Ejercicio =
Continúa, por favor, el texto sobre la felicidad a partir de su última oración.

“La dicha es una cosa terrible —escribió Georges Duhamel en su Diario de un aspirante a santo—: una miga de pan en mi cama, una sombra en un rostro o un grano de arena en mi zapato y el universo está amenazado”. La dicha o la felicidad no son tanto una presencia como una ausencia. No se es feliz mientras no duele una muela sino cuando deja de doler.
La filosofía aristotélica considera ese frágil estado intermitente y a veces impreciso como una actitud de acuerdo con la razón del individuo que “actuando bien se hace a sí mismo excelente y entonces feliz”. Ello conduce a la autorrealización, distinta para cada uno. Kant advierte que la felicidad es un deber antes que un deseo, una alegría o una elección, que no depende ni del destino ni de los demás sino de uno mismo, del comportamiento propio. Según Nietzsche consiste en la superación de lo que nos oprime, es “el sentimiento de un poder que crece, de una resistencia superada”. Radica en la limitación de los deseos propios en lugar de su compulsiva satisfacción, como diría Stuart Mill, quien mantenía que el eudemonismo, la felicidad como fundamento de la vida, era una aspiración de todo ser humano. Russell creía que en el amor residía el instrumento de la felicidad. Thoreau la pensaba como una elusiva mariposa que mientras más se persigue más se escapa, pero que en la actividad atenta y concentrada vendría “suavemente y se posará en tu hombro”. El Buda predicó que no hay un camino a la felicidad porque la felicidad es el camino mismo, y Lao Tsé dio razón de su felicidad al vivir nada más en el presente, sin nostalgia por el ayer ni expectativa por el mañana.

(Datos de localización de puntos)
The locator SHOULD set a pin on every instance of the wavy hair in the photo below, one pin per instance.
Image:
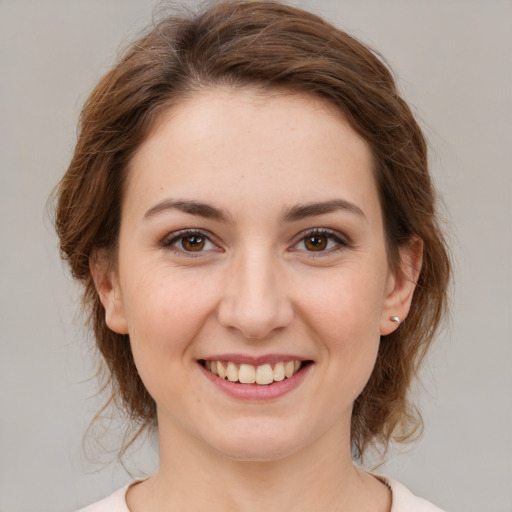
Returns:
(270, 45)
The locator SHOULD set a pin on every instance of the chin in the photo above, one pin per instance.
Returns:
(260, 445)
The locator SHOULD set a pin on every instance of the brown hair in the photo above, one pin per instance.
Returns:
(270, 45)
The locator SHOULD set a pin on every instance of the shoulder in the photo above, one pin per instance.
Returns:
(116, 502)
(405, 501)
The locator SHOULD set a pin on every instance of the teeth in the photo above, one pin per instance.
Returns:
(249, 374)
(264, 374)
(289, 368)
(232, 372)
(279, 372)
(221, 369)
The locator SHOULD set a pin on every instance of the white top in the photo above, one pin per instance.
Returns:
(403, 501)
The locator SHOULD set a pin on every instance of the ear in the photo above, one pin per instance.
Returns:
(401, 284)
(107, 286)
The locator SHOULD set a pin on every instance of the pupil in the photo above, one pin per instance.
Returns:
(193, 243)
(316, 243)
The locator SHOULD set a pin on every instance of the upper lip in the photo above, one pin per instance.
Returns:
(254, 360)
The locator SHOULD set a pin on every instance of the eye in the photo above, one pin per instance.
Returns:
(189, 242)
(320, 241)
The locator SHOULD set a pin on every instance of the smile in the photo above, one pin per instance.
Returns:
(262, 375)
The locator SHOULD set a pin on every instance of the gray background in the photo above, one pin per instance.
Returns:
(454, 60)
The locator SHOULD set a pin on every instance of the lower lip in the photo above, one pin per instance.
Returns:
(257, 392)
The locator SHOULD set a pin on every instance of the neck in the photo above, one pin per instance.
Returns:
(316, 477)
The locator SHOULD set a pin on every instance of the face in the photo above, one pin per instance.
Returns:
(252, 245)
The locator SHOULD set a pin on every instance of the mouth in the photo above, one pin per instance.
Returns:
(260, 375)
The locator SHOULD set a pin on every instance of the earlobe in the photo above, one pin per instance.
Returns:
(401, 286)
(107, 286)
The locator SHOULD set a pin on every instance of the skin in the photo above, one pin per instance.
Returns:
(255, 287)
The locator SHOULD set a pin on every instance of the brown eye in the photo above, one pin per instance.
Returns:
(316, 242)
(193, 243)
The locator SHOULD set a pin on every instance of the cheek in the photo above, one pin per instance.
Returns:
(344, 313)
(164, 315)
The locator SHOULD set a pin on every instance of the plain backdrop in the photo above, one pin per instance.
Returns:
(454, 63)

Ejercicio resuelto =
Todas estas nociones implícitamente aceptan el dolor, la desdicha, el sufrimiento como condiciones necesarias para la existencia de la felicidad. No los exaltan, solamente asumen que son parte de su condición complementaria, de aquello necesario para alcanzar la dicha y la satisfacción. Hoy, en cambio, en esta época definida por Byung-Chul Han como posindustrial y poesheroica, predomina un rechazo hacia el dolor porque se considera vergonzoso, carente de sentido y utilidad.
En su libro La sociedad paliativa observa que en nuestra sociedad neoliberal del rendimiento la nueva fórmula de dominación es “sé feliz”. Ahí no tienen lugar las negatividades (obligaciones, prohibiciones o castigos). En su lugar se exaltan positividades como la motivación o la optimización. “Los espacios disciplinarios son sustituidos por zonas de bienestar. El dolor pierde toda referencia al poder y al dominio. Se despolitiza para convertirse en un asunto médico. […] El dispositivo neoliberal de felicidad nos distrae de la situación de dominio establecida”.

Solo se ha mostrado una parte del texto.